125g (half cup) creamy/chunky peanut butter (natural or processed; either works fine)

30g (1/4 cup) powdered sugar (doesn’t need sifting)

large pinch salt

1/2 tsp vanilla extract

210g (slightly less than 1 3/4 cups) all-purpose flour

35g (1/2 cup+couple of tablespoons) cocoa powder, doesn’t need sifting (I suggest Green and Black’s here)

1/2 tsp baking powder

1/2 tsp salt

115g (1/2 cup or 1 stick) salted butter (unsalted works too, but flavour is enhanced with salted)

230g (1 packed cup) dark brown sugar

60g (a heaping 1/3 cup white sugar

2 eggs

1/2 tsp vanilla extract

110g (one heaping half cup) of dark chocolate chips or chopped chocolate

*optional: an extra handful of white chocolate chunks/chips (30g) and one heaping tablespoon of salted caramel sauce

 

Directions

Preheat your oven to 180C (350F) and grease (line if you want) 2 baking trays. In a medium bowl, mix together the first 4 ingredients to make the peanut butter filling. Roll into small balls; you should have around 20 balls, if not more or less. Place the balls on a small baking tray and place in the freezer while you work on the brownie cookies.

In another bowl, whisk together the flour, cocoa powder, baking powder, chopped chocolate (both white and dark) and salt. In a large bowl, whisk together the butter, eggs, two sugars and vanilla extract (add the heaping tablespoon of salted caramel here, if you wish!). Pour the dry mix into the wet mix and mix until just combined. Take out the frozen balls of filling from the freezer. Scoop a heaped teaspoon of dough onto a baking tray, then place one ball of filling in the centre, press down a little, then take another teaspoonful of dough and place on top, smushing around the sides of the filling ball so it’s nicely covered. Repeat until the balls are all enclosed within the gooey chocolatey dough you made.

Record excerpts ▸

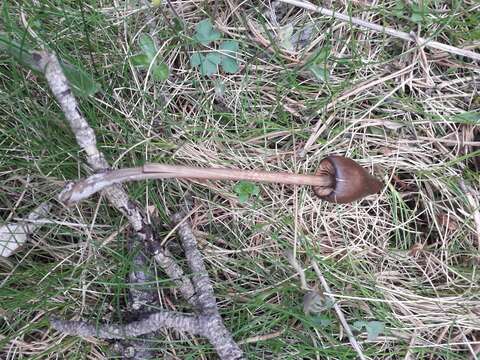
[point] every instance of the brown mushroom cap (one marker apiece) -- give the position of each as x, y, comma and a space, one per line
351, 182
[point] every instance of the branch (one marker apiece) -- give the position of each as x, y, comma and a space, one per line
339, 312
212, 325
153, 322
85, 136
85, 188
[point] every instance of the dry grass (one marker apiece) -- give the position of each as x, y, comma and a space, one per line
407, 257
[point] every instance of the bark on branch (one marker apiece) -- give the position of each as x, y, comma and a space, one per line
199, 293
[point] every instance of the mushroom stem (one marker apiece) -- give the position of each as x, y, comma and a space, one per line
187, 172
338, 179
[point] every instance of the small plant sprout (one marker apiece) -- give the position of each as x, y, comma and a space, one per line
245, 190
225, 56
148, 59
338, 179
373, 328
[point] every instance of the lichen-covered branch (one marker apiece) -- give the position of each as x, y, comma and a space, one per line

Required work ▸
Transcribe the recipe text between "large pinch salt" and "enhanced with salted)", inclusive.

Answer in full ▸
large pinch salt

1/2 tsp vanilla extract

210g (slightly less than 1 3/4 cups) all-purpose flour

35g (1/2 cup+couple of tablespoons) cocoa powder, doesn’t need sifting (I suggest Green and Black’s here)

1/2 tsp baking powder

1/2 tsp salt

115g (1/2 cup or 1 stick) salted butter (unsalted works too, but flavour is enhanced with salted)